● DATA TO USE
_____
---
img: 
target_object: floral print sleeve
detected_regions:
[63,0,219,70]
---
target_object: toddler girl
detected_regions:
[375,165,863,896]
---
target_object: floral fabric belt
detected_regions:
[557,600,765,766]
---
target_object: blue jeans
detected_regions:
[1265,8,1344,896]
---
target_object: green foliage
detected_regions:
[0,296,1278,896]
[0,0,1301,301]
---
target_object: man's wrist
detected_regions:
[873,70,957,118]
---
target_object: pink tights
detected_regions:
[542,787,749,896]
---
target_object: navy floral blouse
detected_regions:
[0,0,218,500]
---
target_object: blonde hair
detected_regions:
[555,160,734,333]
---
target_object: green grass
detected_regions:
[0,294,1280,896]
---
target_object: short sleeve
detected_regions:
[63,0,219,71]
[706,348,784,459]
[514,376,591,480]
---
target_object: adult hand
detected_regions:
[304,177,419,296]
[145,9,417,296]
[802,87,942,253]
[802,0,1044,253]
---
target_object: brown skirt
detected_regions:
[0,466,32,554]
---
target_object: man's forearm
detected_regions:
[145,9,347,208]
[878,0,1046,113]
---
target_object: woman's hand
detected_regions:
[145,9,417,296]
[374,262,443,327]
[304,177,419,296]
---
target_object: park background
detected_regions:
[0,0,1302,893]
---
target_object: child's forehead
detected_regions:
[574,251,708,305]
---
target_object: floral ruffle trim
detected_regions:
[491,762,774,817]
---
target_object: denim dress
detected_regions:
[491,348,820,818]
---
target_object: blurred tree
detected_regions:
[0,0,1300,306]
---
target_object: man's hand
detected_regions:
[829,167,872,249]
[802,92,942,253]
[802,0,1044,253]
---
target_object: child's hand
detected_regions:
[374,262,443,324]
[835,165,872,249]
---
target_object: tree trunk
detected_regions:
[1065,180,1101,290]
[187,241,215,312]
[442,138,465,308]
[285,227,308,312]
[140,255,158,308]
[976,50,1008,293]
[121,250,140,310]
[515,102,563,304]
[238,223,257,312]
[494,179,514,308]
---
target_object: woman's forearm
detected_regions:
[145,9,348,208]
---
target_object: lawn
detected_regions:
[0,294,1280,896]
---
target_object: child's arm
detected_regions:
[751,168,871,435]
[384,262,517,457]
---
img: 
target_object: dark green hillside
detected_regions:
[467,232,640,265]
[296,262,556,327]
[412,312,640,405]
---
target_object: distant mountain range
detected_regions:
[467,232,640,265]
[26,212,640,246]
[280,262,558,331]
_____
● DIRECTION
Update the items above by replacing "floral" with "flowered" wherever it appears, and leave everything else unchanged.

● EXERCISE SOLUTION
---
img: 
target_object: flowered print sleeve
detected_regions:
[63,0,219,70]
---
target_object: toddler girl
detected_regions:
[375,165,863,896]
---
target_object: flowered fabric belt
detected_regions:
[557,600,765,766]
---
target_object: blue jeans
detected_regions:
[1265,8,1344,896]
---
target_object: green foliage
detected_regions:
[0,296,1278,896]
[0,0,1301,301]
---
target_object: man's wrist
detected_regions:
[873,70,957,118]
---
target_object: pink tights
detected_regions:
[542,787,749,896]
---
target_object: navy flowered blouse
detected_regions:
[0,0,218,500]
---
target_object: blonde hair
detected_regions:
[555,160,734,333]
---
target_object: green grass
detected_regions:
[0,294,1280,896]
---
target_object: short sleeve
detected_regions:
[63,0,219,71]
[706,348,784,459]
[514,376,591,480]
---
target_object: adult hand
detected_regions:
[304,177,419,296]
[145,9,417,296]
[802,87,942,253]
[802,0,1044,253]
---
target_object: brown skirt
detected_regions:
[0,466,32,554]
---
target_object: man's forearm
detected_regions:
[145,9,347,208]
[878,0,1046,113]
---
target_object: woman's hand
detected_regions:
[145,9,417,296]
[374,262,443,327]
[304,177,419,296]
---
target_object: park background
detected_regions:
[0,0,1302,893]
---
target_object: child's forehead
detected_regions:
[574,251,708,305]
---
target_object: flowered ruffle trim
detected_regions:
[491,762,774,817]
---
target_object: denim dress
detected_regions:
[491,348,820,818]
---
target_object: blurred tree
detected_regions:
[0,0,1300,306]
---
target_object: man's hand
detected_regions:
[829,167,872,249]
[802,92,942,253]
[802,0,1044,253]
---
target_object: child's hand
detected_regions:
[374,262,443,324]
[835,165,872,249]
---
target_object: tree trunk
detected_regions:
[1065,180,1101,290]
[187,241,215,312]
[442,138,465,308]
[285,227,308,312]
[140,255,158,308]
[976,50,1008,293]
[121,250,140,310]
[515,102,563,304]
[238,223,257,312]
[494,179,514,308]
---
target_object: woman's forearm
detected_regions:
[145,9,348,208]
---
target_object: lawn
detected_regions:
[0,294,1280,896]
---
target_object: child's arm
detected_regions:
[751,168,871,435]
[384,262,517,457]
---
img: 
target_object: dark green hillside
detected_regions:
[467,232,640,265]
[296,262,556,327]
[412,312,640,405]
---
target_object: distant mountain range
detected_regions:
[467,232,640,265]
[26,212,640,246]
[280,262,558,331]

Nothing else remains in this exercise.